• _TEXTAUSZUG_:
════

Eine Verletzung der Entscheidungspflicht liege daher nicht vor.
Akten des Verwaltungsverfahrens bestünden keine; ein Kostenersatzantrag wurde nicht gestellt.
In der Folge wurden weiters die Niederschriften über die oben erwähnten Beschlüsse zur Festsetzung der Höhe des Beitrags zum Solidaritätsfonds vorgelegt.
II.
Der Verwaltungsgerichtshof hat erwogen:
1. § 134 Abs. 1 und (auszugsweise) Abs. 2 Notariatsordnung, RGBl. Nr. 75/1871, zuletzt geändert durch BGBl. Nr. 72/1999 lauten:
"§ 134. (1) Der Notariatskammer obliegt die Wahrung der Ehre und Würde des Standes und die Vertretung der Standesinteressen.
(2) Zu ihrem Wirkungskreis gehören:
1.
...
9.
die Besorgung der wirtschaftlichen Angelegenheiten und die Einbringung der Jahresbeiträge, Geldbußen und Kostenersätze (§ 184), nötigenfalls durch Zwangsvollstreckung;
Rückstandsausweise und rechtskräftige Beschlüsse der Kammer über die an die Kammer zu leistenden Beiträge, Geldbußen und Ersätze sind Exekutionstitel im Sinn des § 1 der Exekutionsordnung;
...
16. die Schaffung von und die Beteiligung an Instituten, Einrichtungen, Fonds, Stiftungen, Unternehmen oder Pensionskassen, die geeignet sind, die sozialen, wirtschaftlichen, organisatorischen, ausbildungsmäßigen oder standespolitischen Interessen des Notariats, seiner Standesmitglieder und ehemaligen Standesmitglieder sowie deren Angehörigen und Hinterbliebenen zu fördern, und die Festsetzung der zur Erfüllung dieser Aufgaben erforderlichen Beiträge sowie der Grundsätze, nach denen diese durch die Kammer oder durch die Versicherungsanstalt des österreichischen Notariates nach § 87 Abs. 3 Notarversicherungsgesetz 1972 eingehoben werden; im Einzelfall kann die Kammer auch beschließen, dass die Beiträge von den jeweiligen Rechtsträgern im Umfang der von ihnen erbrachten Leistungen unmittelbar vorgeschrieben und eingehoben werden."

════

• _VORLIEGENDE ZEILEN_:

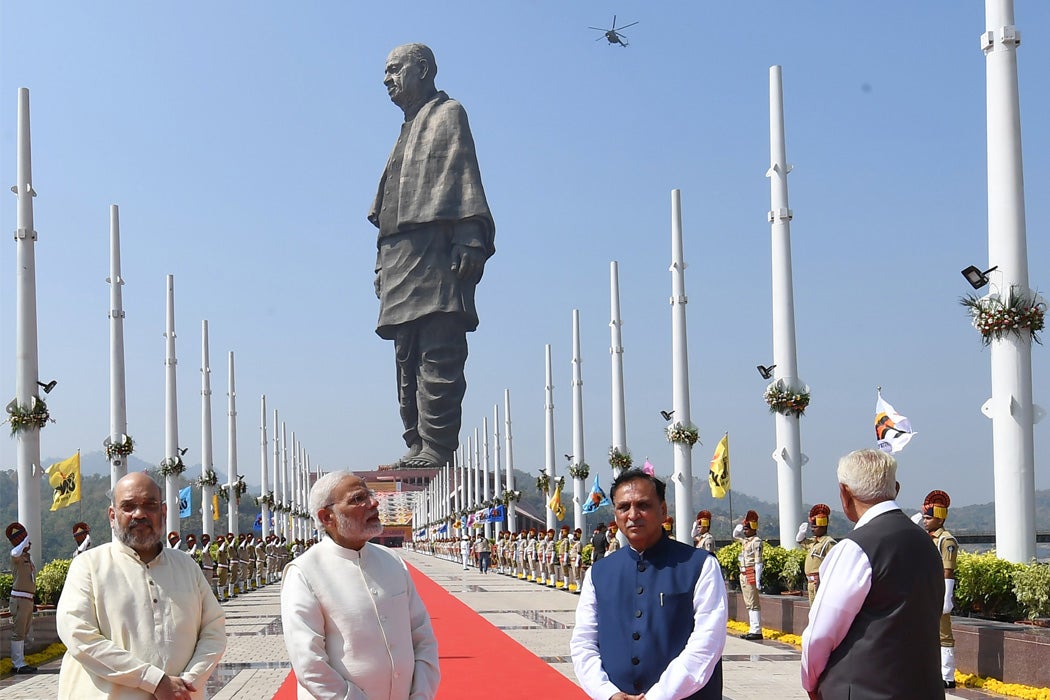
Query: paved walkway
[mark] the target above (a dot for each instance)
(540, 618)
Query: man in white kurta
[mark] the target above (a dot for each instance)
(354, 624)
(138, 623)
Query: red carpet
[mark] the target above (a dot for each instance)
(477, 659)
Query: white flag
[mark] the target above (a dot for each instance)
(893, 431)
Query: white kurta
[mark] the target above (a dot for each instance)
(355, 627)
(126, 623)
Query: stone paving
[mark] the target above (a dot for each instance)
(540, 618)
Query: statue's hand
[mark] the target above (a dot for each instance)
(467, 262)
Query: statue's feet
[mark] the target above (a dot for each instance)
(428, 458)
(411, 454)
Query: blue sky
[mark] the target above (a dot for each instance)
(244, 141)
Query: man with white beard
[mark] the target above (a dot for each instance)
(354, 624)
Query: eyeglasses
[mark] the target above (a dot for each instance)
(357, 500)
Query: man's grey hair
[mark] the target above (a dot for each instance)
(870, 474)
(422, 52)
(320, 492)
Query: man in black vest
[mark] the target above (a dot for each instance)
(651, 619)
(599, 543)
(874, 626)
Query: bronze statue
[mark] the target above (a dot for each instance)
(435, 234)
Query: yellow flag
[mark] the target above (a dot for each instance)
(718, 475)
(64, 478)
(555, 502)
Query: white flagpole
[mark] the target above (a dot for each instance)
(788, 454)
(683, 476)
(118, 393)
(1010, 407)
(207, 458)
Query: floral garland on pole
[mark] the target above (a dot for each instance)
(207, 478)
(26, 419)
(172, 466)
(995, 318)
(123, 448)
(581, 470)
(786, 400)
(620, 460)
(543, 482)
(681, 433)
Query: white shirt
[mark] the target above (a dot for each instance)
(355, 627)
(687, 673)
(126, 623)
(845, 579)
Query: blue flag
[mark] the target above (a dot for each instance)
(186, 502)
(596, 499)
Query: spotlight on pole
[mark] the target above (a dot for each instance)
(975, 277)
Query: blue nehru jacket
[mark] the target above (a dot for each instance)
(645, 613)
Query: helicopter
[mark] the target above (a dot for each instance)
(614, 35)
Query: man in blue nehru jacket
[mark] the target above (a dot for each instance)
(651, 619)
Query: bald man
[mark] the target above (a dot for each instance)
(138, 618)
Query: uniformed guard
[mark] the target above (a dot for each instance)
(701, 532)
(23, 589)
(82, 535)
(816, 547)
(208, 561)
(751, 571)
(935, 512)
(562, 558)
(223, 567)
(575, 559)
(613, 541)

════

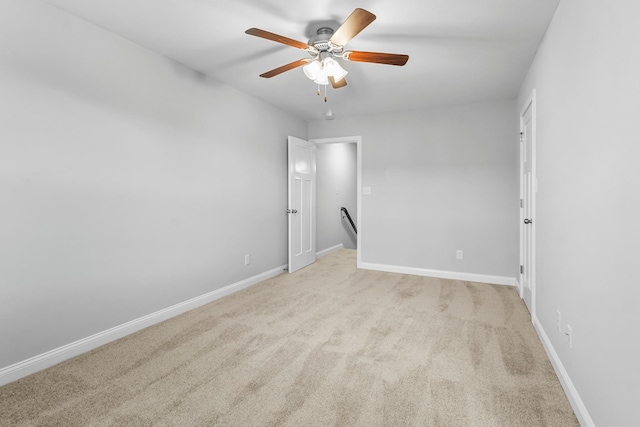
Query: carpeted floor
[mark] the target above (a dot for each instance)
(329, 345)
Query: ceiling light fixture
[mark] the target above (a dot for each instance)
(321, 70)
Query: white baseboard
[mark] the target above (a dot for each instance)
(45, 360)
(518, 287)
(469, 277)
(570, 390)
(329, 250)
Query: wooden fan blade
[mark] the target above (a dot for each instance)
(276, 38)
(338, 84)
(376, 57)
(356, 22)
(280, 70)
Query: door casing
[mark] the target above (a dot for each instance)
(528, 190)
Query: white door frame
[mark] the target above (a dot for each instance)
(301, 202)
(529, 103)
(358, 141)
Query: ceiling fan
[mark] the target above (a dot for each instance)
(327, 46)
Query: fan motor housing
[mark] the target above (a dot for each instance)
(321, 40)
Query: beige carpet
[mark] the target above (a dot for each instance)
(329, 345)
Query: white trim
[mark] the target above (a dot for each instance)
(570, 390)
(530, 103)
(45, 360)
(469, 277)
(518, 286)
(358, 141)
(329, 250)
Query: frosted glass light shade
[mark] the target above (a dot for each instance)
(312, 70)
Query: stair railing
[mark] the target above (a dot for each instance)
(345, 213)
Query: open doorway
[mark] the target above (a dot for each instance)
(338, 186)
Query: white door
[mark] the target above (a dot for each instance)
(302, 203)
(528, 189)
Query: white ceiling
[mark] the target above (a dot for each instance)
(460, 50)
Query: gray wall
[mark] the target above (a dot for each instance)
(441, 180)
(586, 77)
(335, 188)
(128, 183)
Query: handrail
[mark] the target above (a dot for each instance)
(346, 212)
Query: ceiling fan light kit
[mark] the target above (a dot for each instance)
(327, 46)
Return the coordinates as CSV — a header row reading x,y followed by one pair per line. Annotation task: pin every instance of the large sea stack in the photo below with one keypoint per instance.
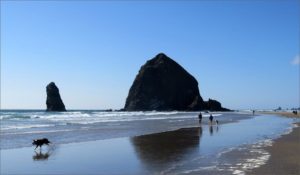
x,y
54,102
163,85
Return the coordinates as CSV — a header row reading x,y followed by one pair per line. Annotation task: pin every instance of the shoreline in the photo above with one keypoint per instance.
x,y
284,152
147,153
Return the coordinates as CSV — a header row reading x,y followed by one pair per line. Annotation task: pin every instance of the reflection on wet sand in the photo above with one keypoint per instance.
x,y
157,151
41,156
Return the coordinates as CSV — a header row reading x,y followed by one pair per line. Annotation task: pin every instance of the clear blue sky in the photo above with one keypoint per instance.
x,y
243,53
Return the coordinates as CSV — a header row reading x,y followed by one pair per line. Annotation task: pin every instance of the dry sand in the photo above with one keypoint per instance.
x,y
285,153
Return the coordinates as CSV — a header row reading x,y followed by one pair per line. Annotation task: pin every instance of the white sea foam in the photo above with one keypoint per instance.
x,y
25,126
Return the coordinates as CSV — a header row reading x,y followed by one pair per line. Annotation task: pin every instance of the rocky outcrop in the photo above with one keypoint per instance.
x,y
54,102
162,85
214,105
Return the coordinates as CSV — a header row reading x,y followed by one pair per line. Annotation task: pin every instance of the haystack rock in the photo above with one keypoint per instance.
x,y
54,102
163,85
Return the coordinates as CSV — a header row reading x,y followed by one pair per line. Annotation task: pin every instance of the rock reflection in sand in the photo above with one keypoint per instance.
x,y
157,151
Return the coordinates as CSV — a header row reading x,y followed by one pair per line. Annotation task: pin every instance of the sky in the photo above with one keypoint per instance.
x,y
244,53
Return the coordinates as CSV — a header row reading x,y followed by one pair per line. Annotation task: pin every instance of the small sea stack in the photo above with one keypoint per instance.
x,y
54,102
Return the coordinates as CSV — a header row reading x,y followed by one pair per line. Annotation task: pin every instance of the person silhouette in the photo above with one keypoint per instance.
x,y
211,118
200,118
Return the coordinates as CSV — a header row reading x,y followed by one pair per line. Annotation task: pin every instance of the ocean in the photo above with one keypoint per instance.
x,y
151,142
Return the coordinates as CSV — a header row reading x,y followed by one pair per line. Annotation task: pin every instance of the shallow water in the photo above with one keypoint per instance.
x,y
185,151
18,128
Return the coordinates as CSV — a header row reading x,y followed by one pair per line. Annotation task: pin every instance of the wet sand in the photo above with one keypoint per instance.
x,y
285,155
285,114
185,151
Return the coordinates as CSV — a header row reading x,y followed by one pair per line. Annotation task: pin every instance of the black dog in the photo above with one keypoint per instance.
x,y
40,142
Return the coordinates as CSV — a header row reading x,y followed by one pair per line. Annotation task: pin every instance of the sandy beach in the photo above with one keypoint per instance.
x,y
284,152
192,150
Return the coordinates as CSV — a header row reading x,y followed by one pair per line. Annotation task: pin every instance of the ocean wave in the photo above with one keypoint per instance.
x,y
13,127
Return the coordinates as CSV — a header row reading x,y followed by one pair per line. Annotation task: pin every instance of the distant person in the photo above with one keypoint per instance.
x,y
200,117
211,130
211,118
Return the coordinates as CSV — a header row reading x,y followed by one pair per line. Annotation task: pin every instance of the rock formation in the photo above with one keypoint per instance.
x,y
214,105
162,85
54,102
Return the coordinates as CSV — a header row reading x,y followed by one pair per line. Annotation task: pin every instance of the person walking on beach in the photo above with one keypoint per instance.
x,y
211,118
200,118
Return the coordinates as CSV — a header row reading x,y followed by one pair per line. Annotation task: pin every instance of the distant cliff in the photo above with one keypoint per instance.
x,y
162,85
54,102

════

• _ZIEL DER AUFGABE_: Gib aus dem Textauszug den Abschnitt wortgetreu wieder, der mit „Eine Verletzung der“ beginnt und mit „zum Solidaritätsfonds vorgelegt.“ endet.

• _ERGEBNIS DER ÜBUNG_:
Eine Verletzung der Entscheidungspflicht liege daher nicht vor.
Akten des Verwaltungsverfahrens bestünden keine; ein Kostenersatzantrag wurde nicht gestellt.
In der Folge wurden weiters die Niederschriften über die oben erwähnten Beschlüsse zur Festsetzung der Höhe des Beitrags zum Solidaritätsfonds vorgelegt.